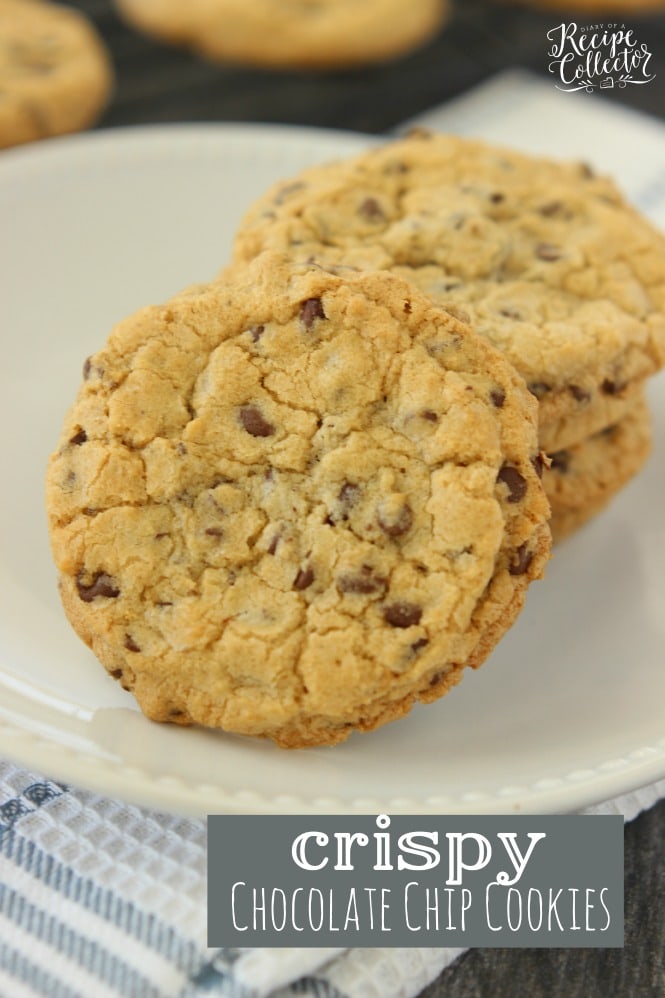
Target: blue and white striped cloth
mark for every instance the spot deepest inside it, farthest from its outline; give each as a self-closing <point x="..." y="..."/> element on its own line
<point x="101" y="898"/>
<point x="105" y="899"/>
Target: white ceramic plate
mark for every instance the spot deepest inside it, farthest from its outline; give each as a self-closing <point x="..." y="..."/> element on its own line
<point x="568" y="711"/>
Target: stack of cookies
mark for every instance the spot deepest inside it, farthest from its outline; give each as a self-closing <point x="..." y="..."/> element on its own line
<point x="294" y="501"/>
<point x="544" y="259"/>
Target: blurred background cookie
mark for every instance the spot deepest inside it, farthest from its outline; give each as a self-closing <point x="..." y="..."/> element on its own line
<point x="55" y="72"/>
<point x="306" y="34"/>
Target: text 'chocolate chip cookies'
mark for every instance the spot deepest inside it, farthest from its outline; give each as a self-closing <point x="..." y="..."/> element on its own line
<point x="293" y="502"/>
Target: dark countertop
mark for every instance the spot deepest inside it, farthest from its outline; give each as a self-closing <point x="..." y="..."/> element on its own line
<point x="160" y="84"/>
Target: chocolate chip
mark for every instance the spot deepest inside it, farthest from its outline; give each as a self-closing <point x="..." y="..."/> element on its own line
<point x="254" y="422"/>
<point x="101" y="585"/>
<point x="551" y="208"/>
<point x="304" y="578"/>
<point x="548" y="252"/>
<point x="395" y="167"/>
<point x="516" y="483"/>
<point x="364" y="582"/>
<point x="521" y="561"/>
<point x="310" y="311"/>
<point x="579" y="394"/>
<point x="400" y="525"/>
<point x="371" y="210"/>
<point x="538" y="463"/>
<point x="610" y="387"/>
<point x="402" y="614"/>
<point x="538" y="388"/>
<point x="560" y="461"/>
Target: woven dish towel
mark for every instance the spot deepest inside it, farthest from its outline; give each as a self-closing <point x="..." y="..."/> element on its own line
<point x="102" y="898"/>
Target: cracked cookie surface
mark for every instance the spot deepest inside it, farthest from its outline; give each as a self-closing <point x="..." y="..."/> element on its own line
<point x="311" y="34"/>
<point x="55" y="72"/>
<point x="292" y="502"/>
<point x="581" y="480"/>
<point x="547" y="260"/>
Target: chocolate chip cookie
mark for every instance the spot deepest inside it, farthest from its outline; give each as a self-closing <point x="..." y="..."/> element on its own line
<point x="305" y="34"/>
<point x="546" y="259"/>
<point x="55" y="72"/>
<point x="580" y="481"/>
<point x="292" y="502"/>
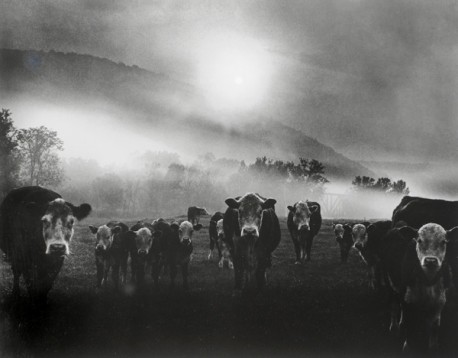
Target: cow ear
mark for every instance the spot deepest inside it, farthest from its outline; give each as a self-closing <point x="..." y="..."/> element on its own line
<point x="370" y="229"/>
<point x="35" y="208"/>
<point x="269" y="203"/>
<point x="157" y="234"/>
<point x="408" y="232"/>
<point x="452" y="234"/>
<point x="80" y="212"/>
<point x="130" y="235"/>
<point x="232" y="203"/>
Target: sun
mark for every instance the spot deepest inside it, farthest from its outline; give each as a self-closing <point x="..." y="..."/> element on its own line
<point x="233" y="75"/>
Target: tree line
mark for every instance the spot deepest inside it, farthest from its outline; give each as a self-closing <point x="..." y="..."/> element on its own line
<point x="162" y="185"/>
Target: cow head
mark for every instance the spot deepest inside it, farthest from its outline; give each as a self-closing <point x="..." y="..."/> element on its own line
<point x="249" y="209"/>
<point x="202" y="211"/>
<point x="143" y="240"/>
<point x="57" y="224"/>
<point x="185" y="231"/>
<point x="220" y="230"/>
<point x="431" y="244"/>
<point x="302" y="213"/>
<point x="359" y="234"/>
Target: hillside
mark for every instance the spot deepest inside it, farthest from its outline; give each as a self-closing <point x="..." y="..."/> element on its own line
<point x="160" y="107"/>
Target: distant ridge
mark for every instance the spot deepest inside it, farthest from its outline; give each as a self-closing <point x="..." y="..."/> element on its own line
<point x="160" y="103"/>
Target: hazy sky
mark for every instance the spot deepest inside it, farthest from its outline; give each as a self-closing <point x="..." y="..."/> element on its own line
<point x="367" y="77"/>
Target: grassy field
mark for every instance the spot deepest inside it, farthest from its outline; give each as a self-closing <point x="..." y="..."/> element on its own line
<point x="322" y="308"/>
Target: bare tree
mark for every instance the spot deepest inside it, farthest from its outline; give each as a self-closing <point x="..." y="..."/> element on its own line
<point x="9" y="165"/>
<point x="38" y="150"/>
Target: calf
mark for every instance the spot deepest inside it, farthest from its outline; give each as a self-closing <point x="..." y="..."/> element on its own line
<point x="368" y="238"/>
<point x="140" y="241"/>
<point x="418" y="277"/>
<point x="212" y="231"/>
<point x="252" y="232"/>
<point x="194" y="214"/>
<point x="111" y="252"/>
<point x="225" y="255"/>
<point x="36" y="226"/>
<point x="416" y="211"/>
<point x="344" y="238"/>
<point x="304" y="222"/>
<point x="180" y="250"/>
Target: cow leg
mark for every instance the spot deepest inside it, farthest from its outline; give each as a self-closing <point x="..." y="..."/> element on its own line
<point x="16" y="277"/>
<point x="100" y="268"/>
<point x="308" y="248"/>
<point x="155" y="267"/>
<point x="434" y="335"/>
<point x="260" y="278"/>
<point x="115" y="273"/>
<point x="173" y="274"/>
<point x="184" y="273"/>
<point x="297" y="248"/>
---+---
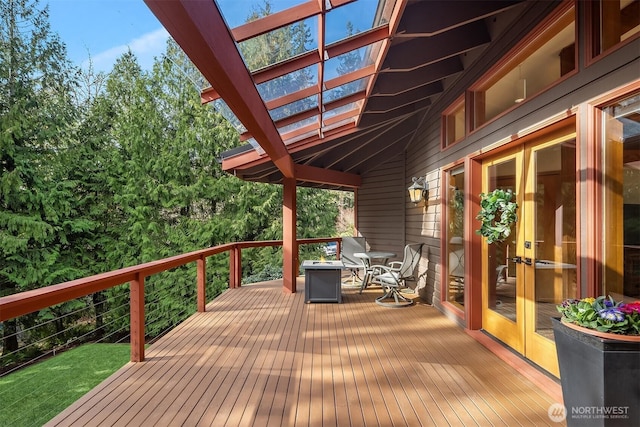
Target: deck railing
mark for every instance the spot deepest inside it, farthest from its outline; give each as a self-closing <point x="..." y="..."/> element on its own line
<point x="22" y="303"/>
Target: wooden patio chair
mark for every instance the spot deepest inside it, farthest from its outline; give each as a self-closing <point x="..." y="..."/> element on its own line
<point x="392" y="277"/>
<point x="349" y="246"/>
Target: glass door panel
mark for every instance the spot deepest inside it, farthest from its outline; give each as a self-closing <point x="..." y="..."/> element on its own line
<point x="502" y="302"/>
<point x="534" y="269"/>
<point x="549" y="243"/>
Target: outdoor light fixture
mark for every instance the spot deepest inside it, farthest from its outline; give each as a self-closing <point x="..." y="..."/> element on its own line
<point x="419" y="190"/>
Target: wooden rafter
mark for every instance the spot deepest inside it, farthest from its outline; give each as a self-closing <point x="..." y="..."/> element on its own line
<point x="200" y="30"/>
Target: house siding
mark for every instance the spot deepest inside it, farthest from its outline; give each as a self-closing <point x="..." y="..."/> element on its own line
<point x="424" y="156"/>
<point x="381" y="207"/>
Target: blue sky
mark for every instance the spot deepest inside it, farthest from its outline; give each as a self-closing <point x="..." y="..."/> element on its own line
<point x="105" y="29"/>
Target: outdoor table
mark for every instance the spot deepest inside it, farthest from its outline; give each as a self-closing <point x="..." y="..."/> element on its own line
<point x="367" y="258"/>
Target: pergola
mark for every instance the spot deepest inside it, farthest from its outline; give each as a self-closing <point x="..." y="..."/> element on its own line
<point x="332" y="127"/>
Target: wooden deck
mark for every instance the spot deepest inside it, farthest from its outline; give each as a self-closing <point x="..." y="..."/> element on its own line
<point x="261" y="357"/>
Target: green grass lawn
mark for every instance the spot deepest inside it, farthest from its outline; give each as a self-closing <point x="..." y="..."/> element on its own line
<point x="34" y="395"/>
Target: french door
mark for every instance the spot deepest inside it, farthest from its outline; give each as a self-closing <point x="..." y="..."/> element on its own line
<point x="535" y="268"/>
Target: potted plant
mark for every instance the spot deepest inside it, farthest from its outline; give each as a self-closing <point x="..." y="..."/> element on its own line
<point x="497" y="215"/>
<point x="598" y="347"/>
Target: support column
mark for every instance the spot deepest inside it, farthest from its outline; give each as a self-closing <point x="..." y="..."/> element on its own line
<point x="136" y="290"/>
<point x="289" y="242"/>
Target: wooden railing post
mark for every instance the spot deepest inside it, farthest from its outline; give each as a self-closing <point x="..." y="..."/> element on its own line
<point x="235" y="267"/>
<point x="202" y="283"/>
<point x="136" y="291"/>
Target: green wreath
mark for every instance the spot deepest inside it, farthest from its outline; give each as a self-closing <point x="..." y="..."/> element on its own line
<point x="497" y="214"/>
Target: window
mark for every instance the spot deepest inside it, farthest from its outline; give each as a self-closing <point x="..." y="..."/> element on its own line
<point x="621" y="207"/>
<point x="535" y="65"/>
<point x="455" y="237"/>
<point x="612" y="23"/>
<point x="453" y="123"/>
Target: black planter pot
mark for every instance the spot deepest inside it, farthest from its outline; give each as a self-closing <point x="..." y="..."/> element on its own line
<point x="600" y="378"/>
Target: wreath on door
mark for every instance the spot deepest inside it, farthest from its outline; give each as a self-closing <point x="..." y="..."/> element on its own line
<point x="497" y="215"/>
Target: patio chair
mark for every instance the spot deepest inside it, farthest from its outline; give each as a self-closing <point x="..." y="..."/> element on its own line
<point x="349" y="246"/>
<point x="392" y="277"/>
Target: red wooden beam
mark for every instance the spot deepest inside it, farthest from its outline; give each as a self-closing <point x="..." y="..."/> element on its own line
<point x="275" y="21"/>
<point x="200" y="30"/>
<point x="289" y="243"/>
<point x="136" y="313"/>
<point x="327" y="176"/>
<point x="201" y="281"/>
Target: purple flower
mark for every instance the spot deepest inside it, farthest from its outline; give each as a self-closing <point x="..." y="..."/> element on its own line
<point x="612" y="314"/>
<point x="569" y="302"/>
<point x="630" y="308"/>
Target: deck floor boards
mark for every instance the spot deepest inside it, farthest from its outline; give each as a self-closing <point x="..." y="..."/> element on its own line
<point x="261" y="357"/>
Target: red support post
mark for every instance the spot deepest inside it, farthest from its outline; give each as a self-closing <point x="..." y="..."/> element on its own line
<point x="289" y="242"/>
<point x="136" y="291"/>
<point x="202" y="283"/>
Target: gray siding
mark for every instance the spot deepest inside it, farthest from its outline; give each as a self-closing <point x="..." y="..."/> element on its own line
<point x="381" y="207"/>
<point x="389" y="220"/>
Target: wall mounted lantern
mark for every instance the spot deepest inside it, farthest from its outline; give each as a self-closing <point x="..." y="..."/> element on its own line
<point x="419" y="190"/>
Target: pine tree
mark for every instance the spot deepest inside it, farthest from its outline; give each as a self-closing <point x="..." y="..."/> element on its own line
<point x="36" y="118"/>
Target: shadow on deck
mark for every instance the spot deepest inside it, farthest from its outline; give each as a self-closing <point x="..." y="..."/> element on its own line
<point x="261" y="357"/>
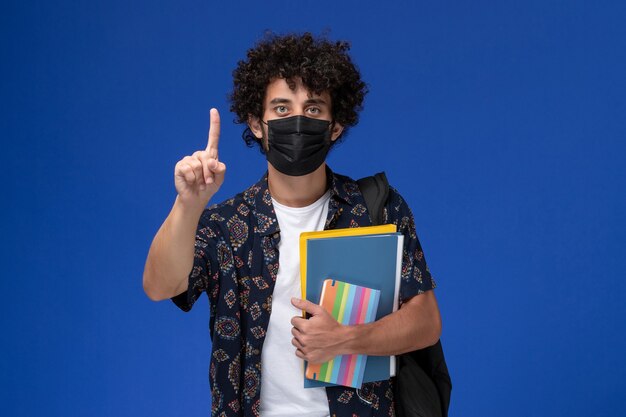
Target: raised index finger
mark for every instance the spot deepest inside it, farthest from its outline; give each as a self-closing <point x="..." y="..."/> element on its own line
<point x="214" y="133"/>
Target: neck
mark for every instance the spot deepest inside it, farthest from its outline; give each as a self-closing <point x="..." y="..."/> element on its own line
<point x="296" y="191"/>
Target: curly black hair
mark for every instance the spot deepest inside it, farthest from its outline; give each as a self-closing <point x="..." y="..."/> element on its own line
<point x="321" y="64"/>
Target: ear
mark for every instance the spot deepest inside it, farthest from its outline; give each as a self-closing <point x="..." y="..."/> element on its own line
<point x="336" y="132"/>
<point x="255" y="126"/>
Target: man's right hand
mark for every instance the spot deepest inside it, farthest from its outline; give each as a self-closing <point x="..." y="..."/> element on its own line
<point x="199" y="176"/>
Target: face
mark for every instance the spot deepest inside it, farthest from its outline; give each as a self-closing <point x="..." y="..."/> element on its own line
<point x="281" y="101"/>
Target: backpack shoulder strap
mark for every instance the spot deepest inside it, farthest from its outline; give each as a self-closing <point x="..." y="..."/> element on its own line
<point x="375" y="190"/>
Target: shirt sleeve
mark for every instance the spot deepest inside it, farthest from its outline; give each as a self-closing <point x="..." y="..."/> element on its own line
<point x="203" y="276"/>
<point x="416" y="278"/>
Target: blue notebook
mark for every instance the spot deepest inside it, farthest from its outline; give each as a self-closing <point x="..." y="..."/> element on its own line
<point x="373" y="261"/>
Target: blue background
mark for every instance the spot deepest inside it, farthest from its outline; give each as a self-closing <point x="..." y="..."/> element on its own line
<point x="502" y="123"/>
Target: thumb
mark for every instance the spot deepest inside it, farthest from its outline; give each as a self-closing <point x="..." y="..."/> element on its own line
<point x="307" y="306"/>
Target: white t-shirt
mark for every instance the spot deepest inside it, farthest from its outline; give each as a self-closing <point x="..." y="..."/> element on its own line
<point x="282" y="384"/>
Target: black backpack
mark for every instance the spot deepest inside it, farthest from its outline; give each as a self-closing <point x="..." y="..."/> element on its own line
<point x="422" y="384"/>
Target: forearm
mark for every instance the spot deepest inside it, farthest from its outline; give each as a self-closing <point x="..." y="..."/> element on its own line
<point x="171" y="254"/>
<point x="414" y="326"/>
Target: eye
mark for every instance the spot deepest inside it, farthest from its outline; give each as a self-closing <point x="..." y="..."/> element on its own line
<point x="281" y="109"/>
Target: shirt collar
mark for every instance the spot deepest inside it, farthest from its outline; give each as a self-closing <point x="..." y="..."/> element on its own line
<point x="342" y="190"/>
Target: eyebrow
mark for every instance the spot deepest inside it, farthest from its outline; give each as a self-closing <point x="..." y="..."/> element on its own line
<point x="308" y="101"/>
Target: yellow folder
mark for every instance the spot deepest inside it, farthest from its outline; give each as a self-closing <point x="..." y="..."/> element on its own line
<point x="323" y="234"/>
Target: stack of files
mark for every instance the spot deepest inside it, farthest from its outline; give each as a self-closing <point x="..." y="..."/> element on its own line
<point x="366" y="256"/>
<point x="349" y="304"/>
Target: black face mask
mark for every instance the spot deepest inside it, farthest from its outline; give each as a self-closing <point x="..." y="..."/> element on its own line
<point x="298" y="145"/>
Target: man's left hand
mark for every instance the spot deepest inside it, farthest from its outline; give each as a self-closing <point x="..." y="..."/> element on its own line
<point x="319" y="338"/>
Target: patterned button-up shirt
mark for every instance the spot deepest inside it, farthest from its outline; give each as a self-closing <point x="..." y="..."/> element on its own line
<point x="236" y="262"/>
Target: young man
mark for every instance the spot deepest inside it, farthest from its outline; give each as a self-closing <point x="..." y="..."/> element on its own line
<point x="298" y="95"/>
---+---
**WORK INSTRUCTION:** Look above for the line holding "Target: blue and white striped cloth" and the line holding "Target: text 'chocolate chip cookies'". Retype both, and every line between them, word for word and nothing else.

**OUTPUT OF THE TASK:**
Target: blue and white striped cloth
mark for every instance the spot deepest inside it, farthest from its outline; give each as a self-closing <point x="..." y="..."/> element on its own line
<point x="101" y="898"/>
<point x="105" y="899"/>
Target: white ceramic plate
mark for every instance the spot deepest inside it, farthest from its outline; give each as a self-closing <point x="..." y="..."/> element on its own line
<point x="568" y="711"/>
Target: stack of cookies
mark for every instance the spot deepest inside it, farthest from its outline; give each as a self-closing <point x="..." y="..."/> element on its own line
<point x="294" y="501"/>
<point x="544" y="259"/>
Target: blurred background cookie
mark for every instance the spot deepest inside it, farthest from its outline; give each as a self-closing <point x="..." y="..."/> element on its own line
<point x="55" y="72"/>
<point x="306" y="34"/>
Target: text 'chocolate chip cookies'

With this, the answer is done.